Passage given
I live in a beach community that suffers significant flooding during King Tides and from nor’easters, so what to do is a regular conversation. My answer is consistently, RETREAT, move to less vulnerable geography.
There is an answer. We just don’t like it. Because it’s not easy. We want somebody to wave a wand and make all the problems go away. And with climate change and Florida’s geology, things are only going to get worse. Large parts of the state are going to go under the water and we can’t stop it from happening. The longer we put off acknowledging that reality, the more expensive it becomes.
Hurricanes and tropical storms have a habit of going where ever the F they want. But that doesn’t mean we should subsidize people continuing to live in floodplains. Our flood zone maps are a joke, completely out of date. Partly due to climate change but also due to interventions people take to avoid floods. In the last round of flooding we had here, a number of towns had problems with high water when they never had in the past. A large part of the reason was because of new dikes being built or raised. The Corps of Engineers is supposed to manage and regulate dikes and other flood control measures to ensure these problems don’t occur, but they aren’t very good at it and a lot of times people just do what they want and the Corps doesn’t even know about it.
To some degree? I worked with a carpenter who lived in West Alton, MO. It is right at the confluence of the Missouri and Mississippi rivers. It is a small enclave of a handful of houses amidst many mobile homes. So many I’m surprised they haven’t been targeted by a tornado. I guess the gods have decided that getting flooded every 5-10 years is punishment enough for their sins (whatever they may be). During the 80s, I sand bagged up there twice. The 3rd flood in that decade, I sat it out. God was trying to tell them something but they just weren’t listening. ’93? ’93 wiped them off the map. There was nothing left but a few foundations and a whole lot of sand and mud. But they rebuilt it. And this time…
The guy I worked with? He loved it there. You couldn’t blast him out of there with a nuclear bomb. OK, fine. Live there, but yeah, it’s on him.

Set tasks
**A)** In the flooding passage, where is West Alton, MO located?
**B)** From the flooding passage, output the text that begins at the words "To some degree?" and stops after the words "it’s on him.".
**C)** Pick up the passage on flooding and retreat from where it stops, and carry it on in the same voice.

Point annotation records
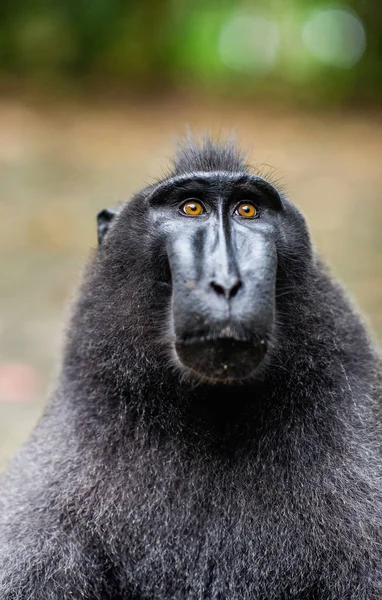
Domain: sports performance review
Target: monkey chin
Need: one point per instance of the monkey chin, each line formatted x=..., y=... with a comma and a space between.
x=221, y=360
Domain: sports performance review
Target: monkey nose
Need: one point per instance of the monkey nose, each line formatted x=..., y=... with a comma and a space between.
x=227, y=288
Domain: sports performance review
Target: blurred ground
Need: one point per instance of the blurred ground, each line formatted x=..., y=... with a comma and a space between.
x=60, y=165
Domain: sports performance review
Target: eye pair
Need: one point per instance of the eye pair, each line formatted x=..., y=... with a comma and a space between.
x=192, y=208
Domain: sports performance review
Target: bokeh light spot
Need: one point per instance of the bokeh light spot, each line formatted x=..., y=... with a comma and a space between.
x=335, y=36
x=249, y=43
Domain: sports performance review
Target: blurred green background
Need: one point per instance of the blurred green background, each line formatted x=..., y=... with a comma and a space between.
x=93, y=95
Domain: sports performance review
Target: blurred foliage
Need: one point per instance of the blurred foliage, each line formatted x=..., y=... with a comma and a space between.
x=165, y=44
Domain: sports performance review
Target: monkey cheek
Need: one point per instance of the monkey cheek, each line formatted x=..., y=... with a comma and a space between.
x=221, y=360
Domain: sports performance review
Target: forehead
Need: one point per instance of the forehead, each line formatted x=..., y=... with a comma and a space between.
x=218, y=181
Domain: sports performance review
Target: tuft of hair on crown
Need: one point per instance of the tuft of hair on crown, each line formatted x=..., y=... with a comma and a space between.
x=209, y=155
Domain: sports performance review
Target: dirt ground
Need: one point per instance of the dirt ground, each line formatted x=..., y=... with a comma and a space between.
x=60, y=164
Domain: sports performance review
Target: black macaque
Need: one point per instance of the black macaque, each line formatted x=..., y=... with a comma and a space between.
x=216, y=429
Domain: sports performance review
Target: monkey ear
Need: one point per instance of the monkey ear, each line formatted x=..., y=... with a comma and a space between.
x=104, y=218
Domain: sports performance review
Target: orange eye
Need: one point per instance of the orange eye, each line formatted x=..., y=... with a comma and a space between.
x=192, y=208
x=246, y=210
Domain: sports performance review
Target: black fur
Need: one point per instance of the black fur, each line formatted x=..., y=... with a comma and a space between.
x=142, y=483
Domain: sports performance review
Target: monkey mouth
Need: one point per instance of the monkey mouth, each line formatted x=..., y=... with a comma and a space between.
x=221, y=359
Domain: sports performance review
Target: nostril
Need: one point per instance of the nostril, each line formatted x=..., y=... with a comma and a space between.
x=234, y=289
x=228, y=291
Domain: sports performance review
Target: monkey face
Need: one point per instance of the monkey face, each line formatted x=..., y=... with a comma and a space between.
x=218, y=234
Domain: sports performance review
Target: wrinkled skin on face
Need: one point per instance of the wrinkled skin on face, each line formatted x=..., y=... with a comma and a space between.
x=221, y=237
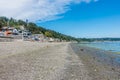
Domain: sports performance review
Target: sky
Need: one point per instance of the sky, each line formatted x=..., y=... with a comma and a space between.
x=78, y=18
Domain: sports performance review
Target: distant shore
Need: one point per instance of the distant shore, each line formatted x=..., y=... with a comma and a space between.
x=101, y=64
x=55, y=61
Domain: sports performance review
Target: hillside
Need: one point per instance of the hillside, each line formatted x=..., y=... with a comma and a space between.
x=35, y=29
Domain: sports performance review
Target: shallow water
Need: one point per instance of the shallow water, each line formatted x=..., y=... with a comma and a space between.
x=109, y=46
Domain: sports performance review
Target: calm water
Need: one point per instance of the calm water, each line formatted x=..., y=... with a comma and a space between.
x=110, y=46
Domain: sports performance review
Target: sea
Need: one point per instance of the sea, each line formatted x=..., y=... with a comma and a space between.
x=113, y=46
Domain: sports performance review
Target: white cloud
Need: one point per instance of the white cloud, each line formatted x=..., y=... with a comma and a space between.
x=35, y=10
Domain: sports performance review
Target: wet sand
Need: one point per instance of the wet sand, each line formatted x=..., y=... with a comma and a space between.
x=55, y=61
x=102, y=65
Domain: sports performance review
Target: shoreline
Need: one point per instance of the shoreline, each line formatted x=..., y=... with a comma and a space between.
x=55, y=61
x=100, y=63
x=40, y=61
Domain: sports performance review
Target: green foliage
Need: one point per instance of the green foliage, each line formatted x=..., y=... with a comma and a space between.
x=32, y=27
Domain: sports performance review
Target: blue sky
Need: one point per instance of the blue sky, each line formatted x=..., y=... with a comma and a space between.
x=78, y=18
x=94, y=19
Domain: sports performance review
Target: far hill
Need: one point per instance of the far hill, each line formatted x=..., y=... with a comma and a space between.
x=34, y=29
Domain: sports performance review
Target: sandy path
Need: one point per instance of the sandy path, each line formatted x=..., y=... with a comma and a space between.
x=43, y=61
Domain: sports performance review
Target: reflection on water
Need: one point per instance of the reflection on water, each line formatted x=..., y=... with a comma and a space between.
x=110, y=46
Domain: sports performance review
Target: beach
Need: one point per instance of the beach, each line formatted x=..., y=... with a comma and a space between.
x=53, y=61
x=40, y=61
x=101, y=64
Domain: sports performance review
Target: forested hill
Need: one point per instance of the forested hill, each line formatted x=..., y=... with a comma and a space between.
x=32, y=27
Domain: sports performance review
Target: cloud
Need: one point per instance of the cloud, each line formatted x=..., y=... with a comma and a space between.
x=36, y=10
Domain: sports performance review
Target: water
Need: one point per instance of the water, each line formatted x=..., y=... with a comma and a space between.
x=109, y=46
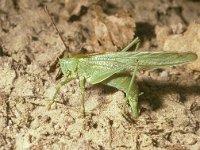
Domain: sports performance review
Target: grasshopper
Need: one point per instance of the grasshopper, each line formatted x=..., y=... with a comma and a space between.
x=116, y=69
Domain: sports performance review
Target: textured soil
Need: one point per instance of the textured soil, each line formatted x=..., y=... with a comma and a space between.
x=29, y=71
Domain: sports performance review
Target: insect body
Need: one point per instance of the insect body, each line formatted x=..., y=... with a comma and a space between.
x=117, y=70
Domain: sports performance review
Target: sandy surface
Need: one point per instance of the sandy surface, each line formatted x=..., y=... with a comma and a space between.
x=29, y=71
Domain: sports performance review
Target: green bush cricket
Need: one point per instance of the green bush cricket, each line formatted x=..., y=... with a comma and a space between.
x=117, y=69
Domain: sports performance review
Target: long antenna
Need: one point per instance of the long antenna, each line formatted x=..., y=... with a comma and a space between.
x=47, y=11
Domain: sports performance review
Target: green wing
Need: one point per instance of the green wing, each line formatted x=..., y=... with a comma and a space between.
x=95, y=73
x=97, y=68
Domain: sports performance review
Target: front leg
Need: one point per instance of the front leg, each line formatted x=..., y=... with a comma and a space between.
x=82, y=87
x=122, y=82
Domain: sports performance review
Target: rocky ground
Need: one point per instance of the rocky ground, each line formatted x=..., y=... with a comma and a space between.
x=29, y=71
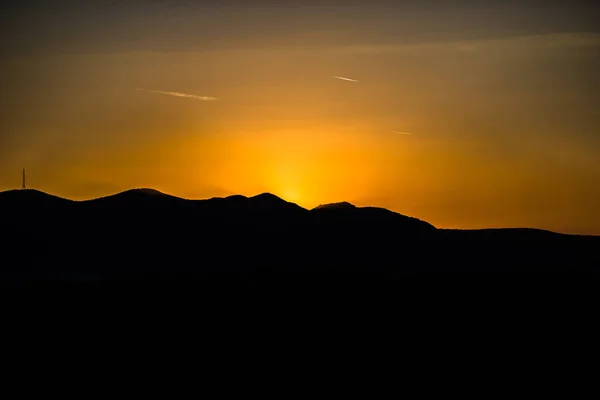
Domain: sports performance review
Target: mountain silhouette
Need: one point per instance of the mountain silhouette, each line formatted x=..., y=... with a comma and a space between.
x=144, y=234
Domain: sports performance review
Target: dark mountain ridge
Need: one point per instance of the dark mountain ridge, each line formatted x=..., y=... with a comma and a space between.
x=144, y=233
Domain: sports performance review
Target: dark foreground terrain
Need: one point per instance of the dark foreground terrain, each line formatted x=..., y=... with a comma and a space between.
x=143, y=237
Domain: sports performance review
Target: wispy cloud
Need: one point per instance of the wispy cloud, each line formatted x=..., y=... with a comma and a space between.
x=345, y=79
x=179, y=94
x=555, y=40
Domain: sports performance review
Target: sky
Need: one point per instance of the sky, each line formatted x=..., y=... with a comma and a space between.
x=466, y=114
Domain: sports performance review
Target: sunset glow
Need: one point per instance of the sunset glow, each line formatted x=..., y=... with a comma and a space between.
x=459, y=125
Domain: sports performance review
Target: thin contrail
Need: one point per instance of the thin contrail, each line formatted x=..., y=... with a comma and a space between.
x=179, y=94
x=345, y=79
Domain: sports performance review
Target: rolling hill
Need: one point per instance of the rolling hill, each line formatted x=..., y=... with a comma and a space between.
x=145, y=234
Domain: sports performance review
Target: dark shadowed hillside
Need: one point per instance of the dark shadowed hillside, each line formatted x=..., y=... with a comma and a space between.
x=147, y=235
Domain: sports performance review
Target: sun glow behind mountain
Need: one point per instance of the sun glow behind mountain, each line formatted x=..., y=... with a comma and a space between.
x=499, y=101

Outputs for the tasks
**A)** It is right at the confluence of the Missouri and Mississippi rivers.

**B)**
To some degree? I worked with a carpenter who lived in West Alton, MO. It is right at the confluence of the Missouri and Mississippi rivers. It is a small enclave of a handful of houses amidst many mobile homes. So many I’m surprised they haven’t been targeted by a tornado. I guess the gods have decided that getting flooded every 5-10 years is punishment enough for their sins (whatever they may be). During the 80s, I sand bagged up there twice. The 3rd flood in that decade, I sat it out. God was trying to tell them something but they just weren’t listening. ’93? ’93 wiped them off the map. There was nothing left but a few foundations and a whole lot of sand and mud. But they rebuilt it. And this time…
The guy I worked with? He loved it there. You couldn’t blast him out of there with a nuclear bomb. OK, fine. Live there, but yeah, it’s on him.

**C)**
Attempts have been made but the Republicans always block it because doing anything about problems is “socialism”.
Another aspect that needs to be addressed is how Florida’s lax building codes make structures more susceptible to being destroyed in disasters like this.
@Stormy Dragon:
Actually Florida has one of the most robust building codes in the country. These were instituted after Hurricane Andrew. But a building code, no matter how demanding and strictly enforced will not produce a building that will resist a storm surge several feet high that is flowing through the front door or a yacht or vehicle being hurled into the building. The issue is geography and building codes don’t address that, those would be zoning issues.
Florida, you say? Isn’t that the place where there was a highrise condominium collapsed because the homeowners didn’t attend to basic maintenance costs?
I mean, yeah, hurricanes are terrible. But they shouldn’t be a surprise to Floridians, who should just wrap it in to the cost of living there.
@Sleeping Dog: It also only affects homes built after the new code was in place, so only houses built in the last 30 years.
I thought I checked in to say we’re OK on Thursday’s Forum, but I don’t see it. Poor 5G internet or I once again forgot to hit Post. We’re OK. Lost a tree, had to dry out a carpet, took some dings and holes in the shed when the neighbors fence slats went through. Everybody’s safe and dry.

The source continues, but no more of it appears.